STATED EXERCISE: Update the entries in the stretch from the line containing "Spot blue sky in this frame." through the line containing "193 60 299 115" by replacing "Spot" with "Locate" and leaving everything else unchanged. Return only those lines.

GIVEN RECORDS:

-- BEGIN --

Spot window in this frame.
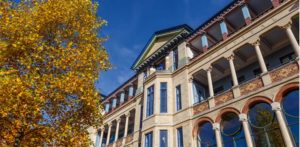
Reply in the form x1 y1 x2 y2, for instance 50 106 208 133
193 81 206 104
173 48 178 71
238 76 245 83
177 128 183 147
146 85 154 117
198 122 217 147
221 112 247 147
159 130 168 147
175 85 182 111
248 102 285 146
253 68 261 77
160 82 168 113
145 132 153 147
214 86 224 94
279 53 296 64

-- END --
-- BEGIN --

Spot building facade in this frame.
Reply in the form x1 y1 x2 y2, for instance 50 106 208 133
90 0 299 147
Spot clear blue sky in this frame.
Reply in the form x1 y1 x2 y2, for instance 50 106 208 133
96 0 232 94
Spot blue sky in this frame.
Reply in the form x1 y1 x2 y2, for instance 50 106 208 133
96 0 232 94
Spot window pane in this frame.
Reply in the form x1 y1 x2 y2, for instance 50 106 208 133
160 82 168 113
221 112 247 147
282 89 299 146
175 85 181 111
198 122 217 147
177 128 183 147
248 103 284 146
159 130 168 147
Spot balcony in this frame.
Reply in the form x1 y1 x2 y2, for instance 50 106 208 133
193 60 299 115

-- END --

RESPONSE TO THE TASK:
Locate blue sky in this frame.
Reply in the form x1 y1 x2 y2, for instance 50 106 208 133
96 0 232 94
Locate window pane in this frame.
Reply in the form x1 y1 x2 y2, for instance 50 106 208 133
160 82 168 113
221 112 247 147
282 89 299 146
175 85 181 111
198 122 217 147
177 128 183 147
248 103 284 146
159 130 168 147
Locate balcony in this frame.
Reply in the form x1 y1 x2 y2, for instance 50 106 208 133
193 60 299 115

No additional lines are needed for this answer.